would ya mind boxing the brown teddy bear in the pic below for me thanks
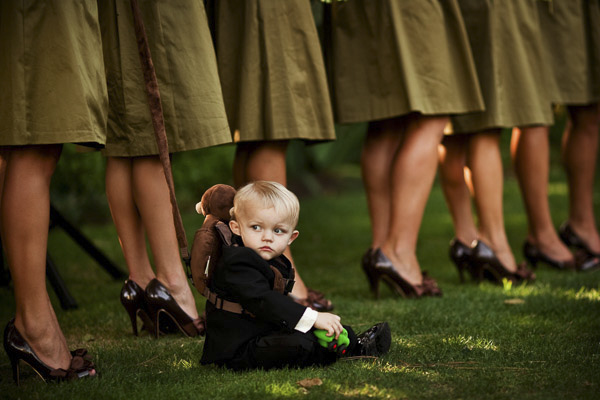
[190,184,236,296]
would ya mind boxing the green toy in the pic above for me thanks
[313,328,350,355]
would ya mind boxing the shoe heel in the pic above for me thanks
[361,249,380,297]
[474,263,484,283]
[155,309,193,338]
[364,268,381,298]
[523,242,538,269]
[456,262,465,283]
[154,310,163,338]
[372,276,381,299]
[9,355,20,386]
[525,255,538,269]
[449,239,474,283]
[155,309,181,338]
[121,279,155,336]
[125,306,139,336]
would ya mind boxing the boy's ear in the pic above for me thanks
[229,220,241,236]
[288,230,299,246]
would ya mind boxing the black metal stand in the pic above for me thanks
[46,254,79,310]
[49,205,124,280]
[0,204,125,310]
[0,241,9,287]
[47,204,125,309]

* **GOAL OF THE EXERCISE**
Write the records out again exactly as shown above, keeping no pictures.

* **EXERCISE ANSWER**
would ya mind boxing the brown teddy bear in the pic below for me thanks
[190,184,236,296]
would ya mind boxing the green toy in the pic above for me thanks
[313,328,350,355]
would ya mind boxing the shoe heel in the pic above for me thanks
[361,249,380,297]
[474,263,484,283]
[155,309,193,338]
[364,268,381,298]
[523,242,538,269]
[456,262,465,283]
[154,310,163,338]
[372,276,381,299]
[9,355,20,386]
[525,255,538,269]
[449,239,474,283]
[155,309,181,338]
[121,279,155,336]
[125,306,139,336]
would ya mind boxing the boy's ear in the pic above for me thanks
[229,220,241,236]
[288,230,299,246]
would ya mind boxing the black metal stand in the pic above for me thanks
[46,254,79,310]
[49,205,124,280]
[0,204,125,310]
[0,241,9,287]
[47,204,125,309]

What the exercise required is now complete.